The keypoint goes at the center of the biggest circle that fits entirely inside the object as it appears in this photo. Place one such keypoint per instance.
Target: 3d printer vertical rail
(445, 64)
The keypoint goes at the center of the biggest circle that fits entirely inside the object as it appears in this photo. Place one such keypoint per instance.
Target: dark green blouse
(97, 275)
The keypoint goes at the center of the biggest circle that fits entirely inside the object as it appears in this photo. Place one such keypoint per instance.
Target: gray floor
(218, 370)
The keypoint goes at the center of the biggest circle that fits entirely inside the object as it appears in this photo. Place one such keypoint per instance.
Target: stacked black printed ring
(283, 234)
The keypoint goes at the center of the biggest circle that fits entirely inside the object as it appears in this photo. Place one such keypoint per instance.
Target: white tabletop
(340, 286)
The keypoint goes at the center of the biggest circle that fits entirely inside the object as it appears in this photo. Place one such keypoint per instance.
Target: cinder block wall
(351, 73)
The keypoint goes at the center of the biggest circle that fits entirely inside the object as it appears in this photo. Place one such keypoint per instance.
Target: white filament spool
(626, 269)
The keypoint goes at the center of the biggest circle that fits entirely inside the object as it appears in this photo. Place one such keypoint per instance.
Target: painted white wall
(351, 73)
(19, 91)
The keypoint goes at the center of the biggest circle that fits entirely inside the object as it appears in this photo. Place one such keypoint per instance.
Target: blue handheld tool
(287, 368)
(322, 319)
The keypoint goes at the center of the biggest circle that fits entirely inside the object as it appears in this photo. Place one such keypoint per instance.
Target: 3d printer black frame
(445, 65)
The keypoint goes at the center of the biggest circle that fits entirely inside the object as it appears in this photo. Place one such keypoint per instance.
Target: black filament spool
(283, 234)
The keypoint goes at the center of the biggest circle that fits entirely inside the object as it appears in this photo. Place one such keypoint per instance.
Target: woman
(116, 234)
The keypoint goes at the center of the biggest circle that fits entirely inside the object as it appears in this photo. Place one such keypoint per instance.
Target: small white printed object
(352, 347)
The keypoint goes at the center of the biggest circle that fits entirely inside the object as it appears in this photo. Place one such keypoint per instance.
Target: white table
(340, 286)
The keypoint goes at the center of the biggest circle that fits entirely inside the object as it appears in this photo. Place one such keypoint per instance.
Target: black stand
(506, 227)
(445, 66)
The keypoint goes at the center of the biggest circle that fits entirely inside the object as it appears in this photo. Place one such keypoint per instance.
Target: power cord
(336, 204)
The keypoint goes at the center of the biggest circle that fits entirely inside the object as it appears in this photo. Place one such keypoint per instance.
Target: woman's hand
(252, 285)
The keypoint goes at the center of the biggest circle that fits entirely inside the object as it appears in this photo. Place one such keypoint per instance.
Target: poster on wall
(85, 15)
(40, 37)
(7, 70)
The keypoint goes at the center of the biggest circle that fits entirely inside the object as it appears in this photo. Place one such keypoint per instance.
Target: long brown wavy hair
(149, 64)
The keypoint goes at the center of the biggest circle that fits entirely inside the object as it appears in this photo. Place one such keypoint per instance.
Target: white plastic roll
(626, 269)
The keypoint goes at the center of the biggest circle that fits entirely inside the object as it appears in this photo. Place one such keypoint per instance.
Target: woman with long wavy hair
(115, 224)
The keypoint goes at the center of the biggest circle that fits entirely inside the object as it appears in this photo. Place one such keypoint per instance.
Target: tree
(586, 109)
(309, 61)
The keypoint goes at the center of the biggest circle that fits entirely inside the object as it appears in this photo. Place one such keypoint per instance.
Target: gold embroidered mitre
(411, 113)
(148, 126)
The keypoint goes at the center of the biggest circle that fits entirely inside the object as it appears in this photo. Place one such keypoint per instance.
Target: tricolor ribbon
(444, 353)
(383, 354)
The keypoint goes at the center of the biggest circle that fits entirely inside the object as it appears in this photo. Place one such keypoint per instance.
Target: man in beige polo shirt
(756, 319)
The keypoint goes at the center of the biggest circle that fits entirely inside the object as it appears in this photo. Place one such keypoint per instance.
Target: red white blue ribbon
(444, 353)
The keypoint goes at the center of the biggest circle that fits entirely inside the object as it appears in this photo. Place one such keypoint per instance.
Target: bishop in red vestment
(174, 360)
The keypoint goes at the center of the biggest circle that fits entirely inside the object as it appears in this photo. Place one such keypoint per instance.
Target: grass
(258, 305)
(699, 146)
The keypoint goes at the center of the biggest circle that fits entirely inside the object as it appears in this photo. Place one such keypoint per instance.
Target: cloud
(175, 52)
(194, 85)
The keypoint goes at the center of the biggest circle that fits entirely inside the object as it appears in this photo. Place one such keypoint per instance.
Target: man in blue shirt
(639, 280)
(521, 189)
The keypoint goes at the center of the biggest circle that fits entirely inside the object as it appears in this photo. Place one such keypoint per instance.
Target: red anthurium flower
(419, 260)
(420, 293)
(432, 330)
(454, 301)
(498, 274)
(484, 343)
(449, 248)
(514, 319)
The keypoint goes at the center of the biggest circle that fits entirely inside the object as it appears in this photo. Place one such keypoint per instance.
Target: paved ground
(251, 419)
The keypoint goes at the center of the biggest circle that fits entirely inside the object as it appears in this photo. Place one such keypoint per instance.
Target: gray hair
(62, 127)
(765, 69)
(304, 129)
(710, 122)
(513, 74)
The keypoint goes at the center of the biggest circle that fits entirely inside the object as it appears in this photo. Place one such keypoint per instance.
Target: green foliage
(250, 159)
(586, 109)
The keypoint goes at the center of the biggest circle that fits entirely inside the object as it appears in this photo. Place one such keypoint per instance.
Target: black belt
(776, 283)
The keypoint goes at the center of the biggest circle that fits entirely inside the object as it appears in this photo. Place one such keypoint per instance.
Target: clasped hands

▶ **Exercise details**:
Collect every line of the entries above that contains the word "printer", matching its case exactly.

▶ **Correct response**:
Target: 3d printer vertical rail
Target: 3d printer black frame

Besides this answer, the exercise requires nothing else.